* LIST OF TASKS *
1. In the extract on generative descriptions in Qmod, what does relying on Python for classical computations let you leverage?
2. Update the extract on generative descriptions in Qmod, giving everything from "Python-Type Function Parameters" down to "or execution stage." again with "model construction time" changed to "model build time".
3. Write what comes next in the extract on generative descriptions in Qmod, picking up after its final sentence.

* EXTRACT *
..........
Generative Descriptions

Qmod supports classical variables, expressions, and control-flow statements. In addition, in Qmod's Python embedding it's often useful to rely on Python itself to perform classical computations at model construction time. This lets you leverage Python's language features, libraries, and debugging tools.

The example below illustrates how the Python for statement and math.asin function can be used to generate a Qmod description.

from classiq import PHASE, QArray, QBit, qfunc
from math import asin


@qfunc
def foo(qa: QArray[QBit]):
    for i in range(qa.len):  # 'qa.len' is a Python integer
        PHASE(asin(i / qa.len), qa[i])  # the expression `i / qa.len` is a Python float

Python-Type Function Parameters

In Python, Qmod functions may declare parameters of either Qmod classical types, or their Python built-in counterparts. Variables of Qmod types are represented symbolically in Python (see explanation below), while variables of standard Python types hold the actual Python value. The values of Python-type parameters are known at model construction time, while the value of Qmod variables are known only at a later compilation or execution stage.
..........
* SUPPLIED DATA *
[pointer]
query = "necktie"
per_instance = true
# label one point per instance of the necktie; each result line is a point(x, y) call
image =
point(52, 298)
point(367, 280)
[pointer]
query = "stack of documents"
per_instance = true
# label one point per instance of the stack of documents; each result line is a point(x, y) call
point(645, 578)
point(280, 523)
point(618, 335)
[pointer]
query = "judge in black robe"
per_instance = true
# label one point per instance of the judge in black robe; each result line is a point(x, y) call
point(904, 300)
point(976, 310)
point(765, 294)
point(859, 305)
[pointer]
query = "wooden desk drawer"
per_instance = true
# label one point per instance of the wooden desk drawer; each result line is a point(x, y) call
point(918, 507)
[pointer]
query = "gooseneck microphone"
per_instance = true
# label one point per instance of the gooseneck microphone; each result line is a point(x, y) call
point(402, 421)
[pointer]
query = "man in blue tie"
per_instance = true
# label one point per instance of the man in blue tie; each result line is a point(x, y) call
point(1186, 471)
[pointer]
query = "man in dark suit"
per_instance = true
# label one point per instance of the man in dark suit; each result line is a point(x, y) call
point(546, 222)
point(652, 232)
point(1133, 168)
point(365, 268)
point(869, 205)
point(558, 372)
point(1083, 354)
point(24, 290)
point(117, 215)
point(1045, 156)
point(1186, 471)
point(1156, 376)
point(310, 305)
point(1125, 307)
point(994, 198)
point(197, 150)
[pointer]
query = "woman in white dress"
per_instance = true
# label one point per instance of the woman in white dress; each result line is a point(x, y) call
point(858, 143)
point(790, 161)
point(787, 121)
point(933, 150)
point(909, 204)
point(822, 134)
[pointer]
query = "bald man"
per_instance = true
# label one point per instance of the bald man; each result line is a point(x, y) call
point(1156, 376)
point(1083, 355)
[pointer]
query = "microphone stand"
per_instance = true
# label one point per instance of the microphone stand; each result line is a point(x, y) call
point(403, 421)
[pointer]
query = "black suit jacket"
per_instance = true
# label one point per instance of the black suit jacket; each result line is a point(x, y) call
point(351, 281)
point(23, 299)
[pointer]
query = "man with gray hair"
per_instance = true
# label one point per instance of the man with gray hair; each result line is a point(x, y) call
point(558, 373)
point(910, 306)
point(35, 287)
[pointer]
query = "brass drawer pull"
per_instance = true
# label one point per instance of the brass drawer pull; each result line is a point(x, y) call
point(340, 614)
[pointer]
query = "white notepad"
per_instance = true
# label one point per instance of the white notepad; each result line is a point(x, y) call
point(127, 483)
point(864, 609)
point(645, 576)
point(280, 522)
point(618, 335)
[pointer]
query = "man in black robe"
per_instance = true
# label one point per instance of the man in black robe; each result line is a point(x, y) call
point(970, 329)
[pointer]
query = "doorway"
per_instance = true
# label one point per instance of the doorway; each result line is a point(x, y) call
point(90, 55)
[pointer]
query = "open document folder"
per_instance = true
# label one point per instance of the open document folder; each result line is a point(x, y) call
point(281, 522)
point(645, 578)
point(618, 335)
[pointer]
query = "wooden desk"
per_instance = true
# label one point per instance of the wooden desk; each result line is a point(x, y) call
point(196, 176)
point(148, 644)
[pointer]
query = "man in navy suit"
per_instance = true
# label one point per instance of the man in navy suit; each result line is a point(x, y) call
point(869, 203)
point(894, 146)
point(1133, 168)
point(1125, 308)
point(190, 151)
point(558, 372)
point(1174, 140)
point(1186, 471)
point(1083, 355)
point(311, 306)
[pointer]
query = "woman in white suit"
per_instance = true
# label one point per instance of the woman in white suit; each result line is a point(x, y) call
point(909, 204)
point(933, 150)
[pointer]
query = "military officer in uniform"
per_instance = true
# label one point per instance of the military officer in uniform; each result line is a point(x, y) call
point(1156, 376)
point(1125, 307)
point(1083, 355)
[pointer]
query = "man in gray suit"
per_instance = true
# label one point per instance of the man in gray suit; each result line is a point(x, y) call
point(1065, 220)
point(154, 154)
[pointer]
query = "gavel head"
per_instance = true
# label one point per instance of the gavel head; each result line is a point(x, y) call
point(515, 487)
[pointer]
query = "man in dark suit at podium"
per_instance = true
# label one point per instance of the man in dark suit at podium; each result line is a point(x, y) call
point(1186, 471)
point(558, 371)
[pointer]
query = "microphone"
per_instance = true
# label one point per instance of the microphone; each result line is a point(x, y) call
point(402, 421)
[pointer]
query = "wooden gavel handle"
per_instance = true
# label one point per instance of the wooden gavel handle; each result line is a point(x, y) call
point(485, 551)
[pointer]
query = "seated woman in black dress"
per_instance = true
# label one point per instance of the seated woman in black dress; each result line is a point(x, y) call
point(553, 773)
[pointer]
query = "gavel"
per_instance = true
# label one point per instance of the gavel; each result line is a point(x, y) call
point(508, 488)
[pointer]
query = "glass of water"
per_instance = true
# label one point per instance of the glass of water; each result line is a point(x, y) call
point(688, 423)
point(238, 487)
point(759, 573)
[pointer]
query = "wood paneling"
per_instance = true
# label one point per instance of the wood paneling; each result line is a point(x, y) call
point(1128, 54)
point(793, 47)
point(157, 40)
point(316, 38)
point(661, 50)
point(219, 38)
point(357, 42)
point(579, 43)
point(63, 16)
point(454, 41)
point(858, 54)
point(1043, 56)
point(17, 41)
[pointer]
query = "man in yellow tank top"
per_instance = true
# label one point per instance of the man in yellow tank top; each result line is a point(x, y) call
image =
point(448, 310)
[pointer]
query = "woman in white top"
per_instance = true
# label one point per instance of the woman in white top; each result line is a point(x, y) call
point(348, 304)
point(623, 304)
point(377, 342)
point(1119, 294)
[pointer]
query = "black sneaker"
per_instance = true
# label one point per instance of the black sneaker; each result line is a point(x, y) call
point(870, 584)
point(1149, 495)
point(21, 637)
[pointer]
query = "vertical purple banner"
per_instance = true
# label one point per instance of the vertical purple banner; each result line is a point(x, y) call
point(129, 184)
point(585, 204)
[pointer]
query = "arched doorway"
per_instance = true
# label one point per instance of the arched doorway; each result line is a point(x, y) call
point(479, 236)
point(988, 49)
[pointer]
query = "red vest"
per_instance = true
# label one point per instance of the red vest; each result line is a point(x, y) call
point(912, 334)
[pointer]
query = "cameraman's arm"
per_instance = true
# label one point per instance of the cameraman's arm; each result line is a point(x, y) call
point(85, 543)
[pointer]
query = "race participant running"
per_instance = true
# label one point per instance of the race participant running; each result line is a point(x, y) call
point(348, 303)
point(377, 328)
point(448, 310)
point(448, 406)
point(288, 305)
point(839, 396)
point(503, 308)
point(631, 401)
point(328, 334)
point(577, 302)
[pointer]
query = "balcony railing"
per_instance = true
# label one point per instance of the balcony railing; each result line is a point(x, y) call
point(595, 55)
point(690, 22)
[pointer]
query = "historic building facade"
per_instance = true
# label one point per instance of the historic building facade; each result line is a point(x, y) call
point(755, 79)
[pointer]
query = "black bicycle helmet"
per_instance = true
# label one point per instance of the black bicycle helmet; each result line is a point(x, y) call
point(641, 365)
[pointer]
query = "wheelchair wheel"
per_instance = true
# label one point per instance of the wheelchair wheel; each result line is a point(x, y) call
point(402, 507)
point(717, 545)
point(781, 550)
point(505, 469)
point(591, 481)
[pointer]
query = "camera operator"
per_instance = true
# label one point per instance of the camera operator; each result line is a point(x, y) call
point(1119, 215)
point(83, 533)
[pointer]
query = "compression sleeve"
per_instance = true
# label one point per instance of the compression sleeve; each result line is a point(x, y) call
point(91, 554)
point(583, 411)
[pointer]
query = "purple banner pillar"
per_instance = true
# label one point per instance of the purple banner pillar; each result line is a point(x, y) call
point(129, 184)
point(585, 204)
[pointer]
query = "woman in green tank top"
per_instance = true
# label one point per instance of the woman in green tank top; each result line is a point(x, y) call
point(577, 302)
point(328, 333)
..........
* RESPONSES TO THE TASKS *
1. Python's language features, libraries, and debugging tools.

2.
Python-Type Function Parameters

In Python, Qmod functions may declare parameters of either Qmod classical types, or their Python built-in counterparts. Variables of Qmod types are represented symbolically in Python (see explanation below), while variables of standard Python types hold the actual Python value. The values of Python-type parameters are known at model build time, while the value of Qmod variables are known only at a later compilation or execution stage.

3.
The table below lists the mappings between Qmod classical types and Python built-in types (for more on classical types, see Classical Types). Using Python types other than the ones listed below is flagged as an error.

Qmod	Python
CInt	int
CReal	float
CBool	bool
CArray	list

Qmod functions can declare parameters of function type using the generic class QCallable (see Operators). In these cases too, parameters may be Python built-in types. When the actual function argument is a Python lambda expression, the use of lambda parameters as symbolic or Python values must conform to the declaration of the respective parameters in the receiving function.

Symbolic and Python-Value Expression Semantics

• A classical expression is symbolic if it contains any variable declared with a Qmod type. A (non-symbolic) Python expression may contain only Python variables.
• Python literal values, variables, and expressions can be passed as arguments to functions expecting Qmod types, or be used in Qmod statements. However, Qmod variables and expressions cannot be passed as arguments to functions expecting Python types, nor be used in general Python expression contexts.
• The attributes of quantum variables - size, len, is_signed, and fraction_digits - are treated as Python (non-symbolic) expressions (see Quantum Types).
• The len attribute of classical arrays is symbolic for type CArray and a Python value for type list.
• The index variable in a Qmod repeat statement is a Qmod symbolic variable of type CInt (see Classical Control Flow).
• Execution parameters (i.e., parameters of function main) must be symbolic (see Quantum Entry Point).

Notes:

• The body of functions with Python parameters will be evaluated for every different set of arguments, while the body of a function with symbolic parameters will be evaluated only once. The overall Qmod compilation process for symbolic logic may be more efficient.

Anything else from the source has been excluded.